▶ Do this: Scale the material below from the line containing "the jacket zipper." up to and including the line containing "203, 185, 240, 446", reproducing every line in that span with its request text unchanged. Multiply each bounding-box coordinate in the answers by 1.2 and round it to a whole number, with halves rounded up.

▶ Data in this exercise:
++++

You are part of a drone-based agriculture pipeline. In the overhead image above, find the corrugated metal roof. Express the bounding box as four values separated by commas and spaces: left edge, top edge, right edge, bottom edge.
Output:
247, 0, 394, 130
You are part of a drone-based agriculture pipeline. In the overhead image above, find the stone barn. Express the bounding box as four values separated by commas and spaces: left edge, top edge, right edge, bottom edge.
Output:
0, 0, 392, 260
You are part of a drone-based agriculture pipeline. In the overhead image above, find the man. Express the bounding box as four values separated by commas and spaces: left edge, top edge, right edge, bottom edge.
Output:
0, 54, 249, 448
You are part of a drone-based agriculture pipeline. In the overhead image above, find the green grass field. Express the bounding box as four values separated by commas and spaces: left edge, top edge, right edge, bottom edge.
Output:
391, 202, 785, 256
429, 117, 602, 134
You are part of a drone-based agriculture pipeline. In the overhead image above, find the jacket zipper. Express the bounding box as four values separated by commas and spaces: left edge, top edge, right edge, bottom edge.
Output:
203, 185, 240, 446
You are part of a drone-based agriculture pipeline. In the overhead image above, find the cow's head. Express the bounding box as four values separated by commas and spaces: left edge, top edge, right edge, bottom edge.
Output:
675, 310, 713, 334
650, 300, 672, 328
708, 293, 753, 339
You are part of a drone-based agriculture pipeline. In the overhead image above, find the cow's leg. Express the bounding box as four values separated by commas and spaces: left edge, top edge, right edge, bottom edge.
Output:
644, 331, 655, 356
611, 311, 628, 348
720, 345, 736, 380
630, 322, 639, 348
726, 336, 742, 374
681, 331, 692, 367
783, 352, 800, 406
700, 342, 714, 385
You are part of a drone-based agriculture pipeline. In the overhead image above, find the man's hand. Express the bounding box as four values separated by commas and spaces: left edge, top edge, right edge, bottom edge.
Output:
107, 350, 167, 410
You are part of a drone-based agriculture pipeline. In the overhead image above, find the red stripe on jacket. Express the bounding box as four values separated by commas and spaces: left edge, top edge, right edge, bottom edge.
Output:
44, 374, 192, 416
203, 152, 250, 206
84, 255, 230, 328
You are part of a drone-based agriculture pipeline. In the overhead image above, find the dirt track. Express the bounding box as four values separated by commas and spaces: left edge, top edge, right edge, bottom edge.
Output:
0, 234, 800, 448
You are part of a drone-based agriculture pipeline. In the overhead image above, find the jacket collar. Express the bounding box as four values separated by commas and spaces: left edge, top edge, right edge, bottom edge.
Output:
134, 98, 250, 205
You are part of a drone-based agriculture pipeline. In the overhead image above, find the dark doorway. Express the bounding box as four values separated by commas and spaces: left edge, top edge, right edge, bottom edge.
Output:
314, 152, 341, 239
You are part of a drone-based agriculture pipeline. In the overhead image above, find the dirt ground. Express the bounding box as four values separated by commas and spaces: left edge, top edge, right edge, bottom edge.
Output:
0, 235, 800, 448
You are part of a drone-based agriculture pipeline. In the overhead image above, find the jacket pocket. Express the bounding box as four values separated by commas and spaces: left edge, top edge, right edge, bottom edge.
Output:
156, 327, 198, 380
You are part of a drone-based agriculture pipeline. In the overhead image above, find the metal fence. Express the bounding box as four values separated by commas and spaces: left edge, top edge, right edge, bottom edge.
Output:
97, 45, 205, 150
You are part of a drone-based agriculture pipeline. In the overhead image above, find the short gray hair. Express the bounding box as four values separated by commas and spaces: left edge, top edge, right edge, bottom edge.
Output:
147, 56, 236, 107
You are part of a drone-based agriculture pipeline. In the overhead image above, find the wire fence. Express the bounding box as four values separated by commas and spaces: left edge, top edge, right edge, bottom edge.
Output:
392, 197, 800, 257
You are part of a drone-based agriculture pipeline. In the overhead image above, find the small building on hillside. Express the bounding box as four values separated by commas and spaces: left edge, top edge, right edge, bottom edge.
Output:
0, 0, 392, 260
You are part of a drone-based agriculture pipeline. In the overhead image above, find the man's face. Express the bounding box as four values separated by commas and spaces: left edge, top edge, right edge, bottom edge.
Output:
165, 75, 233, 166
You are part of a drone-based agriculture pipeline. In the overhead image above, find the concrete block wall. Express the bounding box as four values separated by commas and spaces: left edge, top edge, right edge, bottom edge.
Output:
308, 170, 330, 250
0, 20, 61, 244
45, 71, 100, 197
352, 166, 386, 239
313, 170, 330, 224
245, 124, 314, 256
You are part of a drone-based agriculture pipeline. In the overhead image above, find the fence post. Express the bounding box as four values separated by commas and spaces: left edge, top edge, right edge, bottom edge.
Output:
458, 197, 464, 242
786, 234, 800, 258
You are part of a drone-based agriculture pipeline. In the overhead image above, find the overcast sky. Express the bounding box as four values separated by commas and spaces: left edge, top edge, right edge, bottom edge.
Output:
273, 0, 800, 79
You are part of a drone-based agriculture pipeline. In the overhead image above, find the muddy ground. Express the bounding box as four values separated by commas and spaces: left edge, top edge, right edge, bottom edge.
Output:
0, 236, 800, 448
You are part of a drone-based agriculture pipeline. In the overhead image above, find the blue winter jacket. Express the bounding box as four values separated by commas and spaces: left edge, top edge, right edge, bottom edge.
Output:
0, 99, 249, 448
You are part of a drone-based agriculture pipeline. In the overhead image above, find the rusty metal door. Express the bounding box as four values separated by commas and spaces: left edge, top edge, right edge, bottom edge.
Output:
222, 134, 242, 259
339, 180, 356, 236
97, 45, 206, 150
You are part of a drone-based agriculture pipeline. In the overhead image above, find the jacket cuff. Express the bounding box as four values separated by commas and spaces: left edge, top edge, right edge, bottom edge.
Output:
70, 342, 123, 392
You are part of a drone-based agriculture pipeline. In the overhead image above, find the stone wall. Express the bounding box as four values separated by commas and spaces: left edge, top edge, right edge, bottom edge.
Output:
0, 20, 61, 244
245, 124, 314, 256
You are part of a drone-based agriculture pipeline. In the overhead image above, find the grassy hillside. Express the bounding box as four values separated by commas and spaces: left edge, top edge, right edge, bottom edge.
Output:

++++

▶ Written reply:
You are part of a drone-based agriculture pipeline. In the overhead image above, find the jacket zipper. Express the bounding box as four values separated by commas and spaces: left edge, top edge, right edge, bottom edge.
Output:
244, 222, 288, 535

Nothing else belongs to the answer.